Ausgangstext:
Drei Gänge und ein Mord in bester Gesellschaft
Das Obere Stadttor in Aichach ist Schauplatz eines Verbrechens. Die 24-jährige Autorin Sabrina Wolv verfasste die Drehbuchvorlage zum Krimidinner-Spiel. Parallel dazu erscheint im nächsten Monat ihr Debütroman
„London in der zweiten Hälfte des 19. Jahrhunderts. Das Gebiet um den Hafen ist völlig übervölkert. Hunger, Alkohol und Diebstahl sind ebenso alltäglich wie das Verbrechen. Viele Frauen sichern das Überleben ihrer Familien durch Gelegenheitsprostitution. Dieses ganze Elend sammelt sich im Stadtteil Whitechapel. Dann wird das Armenviertel von einer brutalen Mordserie erschüttert. Alles deutet auf das Werk eines sadistischen Wahnsinnigen hin. Der Herbst des Schreckens hat begonnen!“ Aichach Friedberg Mit diesen Worten leitet die 24-jährige Aichacherin Sabrina Peschke, bekannt unter ihrem Pseudonym Sabrina Wolv, den Abend ein. Zehn Teilnehmer haben sich in schaurig-historischer Atmosphäre in den alten Gemäuern des Oberen Stadttors in Aichach verabredet. Die Gesellschaft trifft sich zum Krimidinner – drei Gänge gibt es. Und mit jedem Gang tauchen neue Indizien und Beweise auf, die belastende Informationen ans Licht bringen. Das Drehbuch für diese beliebte Form des Rollenspiels hat Sabrina Wolv selbst verfasst. Morde, Intrigen, Geheimnisse gilt es für die Teilnehmer zu entschlüsseln. Es ist fast wie bei Sherlock Holmes, nur hier ist es nicht wie vor dem Fernseher, denn man ist mittendrin. Jeder könnte der Mörder sein, der sich am Ende des Spiels als „Jack the Ripper“zu erkennen gibt. Das Stück basiert auf der Geschichte um den berüchtigten Serienkiller.
Die Grundbausteine, also die Rollenbeschreibungen, Beweise und Hintergrundhandlung dafür lieferte die Autorin Sabrina Wolv in langer, mühevoller Detailarbeit selbst. „Das Ganze zu verflechten ist ziemliche Fieselarbeit. Bis alles passt, mir gefällt und Sinn hat, kann es dauern“, erzählt die Autorin.

Übungsdaten:
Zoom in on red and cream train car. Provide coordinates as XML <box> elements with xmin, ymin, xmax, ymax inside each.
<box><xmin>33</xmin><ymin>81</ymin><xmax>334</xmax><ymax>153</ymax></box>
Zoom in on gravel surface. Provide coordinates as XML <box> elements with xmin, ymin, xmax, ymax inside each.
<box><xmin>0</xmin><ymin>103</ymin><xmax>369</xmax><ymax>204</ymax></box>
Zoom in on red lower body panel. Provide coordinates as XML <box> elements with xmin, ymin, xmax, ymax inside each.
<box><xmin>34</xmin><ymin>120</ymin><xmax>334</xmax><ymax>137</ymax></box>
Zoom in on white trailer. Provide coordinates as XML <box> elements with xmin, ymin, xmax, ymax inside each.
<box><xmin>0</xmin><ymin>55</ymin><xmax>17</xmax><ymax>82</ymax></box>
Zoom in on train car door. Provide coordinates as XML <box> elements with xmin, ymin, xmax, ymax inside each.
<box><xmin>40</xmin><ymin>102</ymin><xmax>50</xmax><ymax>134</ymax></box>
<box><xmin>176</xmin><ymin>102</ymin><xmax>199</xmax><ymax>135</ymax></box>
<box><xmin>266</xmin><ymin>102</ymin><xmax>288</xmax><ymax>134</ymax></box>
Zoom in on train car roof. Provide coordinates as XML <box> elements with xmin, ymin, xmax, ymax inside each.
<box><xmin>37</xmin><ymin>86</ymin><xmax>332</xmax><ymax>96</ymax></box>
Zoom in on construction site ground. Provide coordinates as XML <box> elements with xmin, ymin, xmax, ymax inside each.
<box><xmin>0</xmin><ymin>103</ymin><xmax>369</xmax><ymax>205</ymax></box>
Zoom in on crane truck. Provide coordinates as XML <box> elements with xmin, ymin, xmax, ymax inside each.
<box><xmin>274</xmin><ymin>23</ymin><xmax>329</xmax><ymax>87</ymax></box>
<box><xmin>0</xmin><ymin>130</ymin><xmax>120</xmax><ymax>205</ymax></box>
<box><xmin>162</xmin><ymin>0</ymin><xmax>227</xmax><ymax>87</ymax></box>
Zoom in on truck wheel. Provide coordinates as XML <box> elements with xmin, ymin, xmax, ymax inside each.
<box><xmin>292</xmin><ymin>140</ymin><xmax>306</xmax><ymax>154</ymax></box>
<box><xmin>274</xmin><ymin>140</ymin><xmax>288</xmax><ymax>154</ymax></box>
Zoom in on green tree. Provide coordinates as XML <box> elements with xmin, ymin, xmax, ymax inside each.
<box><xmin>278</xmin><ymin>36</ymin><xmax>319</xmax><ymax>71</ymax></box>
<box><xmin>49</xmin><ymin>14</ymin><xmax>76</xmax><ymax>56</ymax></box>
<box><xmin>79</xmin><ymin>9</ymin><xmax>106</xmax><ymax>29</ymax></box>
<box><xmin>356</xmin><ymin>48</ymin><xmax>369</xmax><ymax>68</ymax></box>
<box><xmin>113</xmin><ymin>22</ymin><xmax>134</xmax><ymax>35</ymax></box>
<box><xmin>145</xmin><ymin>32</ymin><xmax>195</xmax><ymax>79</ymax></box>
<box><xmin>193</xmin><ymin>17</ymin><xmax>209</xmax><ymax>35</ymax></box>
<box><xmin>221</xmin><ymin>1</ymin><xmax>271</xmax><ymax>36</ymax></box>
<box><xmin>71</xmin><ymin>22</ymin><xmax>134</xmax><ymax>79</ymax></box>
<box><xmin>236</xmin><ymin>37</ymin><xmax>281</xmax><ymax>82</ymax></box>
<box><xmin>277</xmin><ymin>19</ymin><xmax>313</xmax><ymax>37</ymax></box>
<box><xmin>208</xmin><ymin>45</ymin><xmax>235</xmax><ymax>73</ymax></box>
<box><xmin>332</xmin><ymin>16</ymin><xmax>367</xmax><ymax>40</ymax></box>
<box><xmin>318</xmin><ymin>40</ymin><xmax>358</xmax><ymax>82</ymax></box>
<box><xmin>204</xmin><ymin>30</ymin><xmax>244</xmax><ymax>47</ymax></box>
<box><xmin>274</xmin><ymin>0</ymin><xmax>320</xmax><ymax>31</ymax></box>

Aufgabenstellung:
Beantworte diese Fragen zum Ausgangstext:
1. Wie viele Teilnehmer treffen sich zum Krimidinner im Oberen Stadttor in Aichach?
2. Unter welchem Pseudonym ist Sabrina Peschke bekannt?
3. Als was bezeichnet die Autorin das Verflechten des Ganzen?

Lösung:
1. Zehn Teilnehmer.
2. Sabrina Wolv.
3. Als „ziemliche Fieselarbeit“.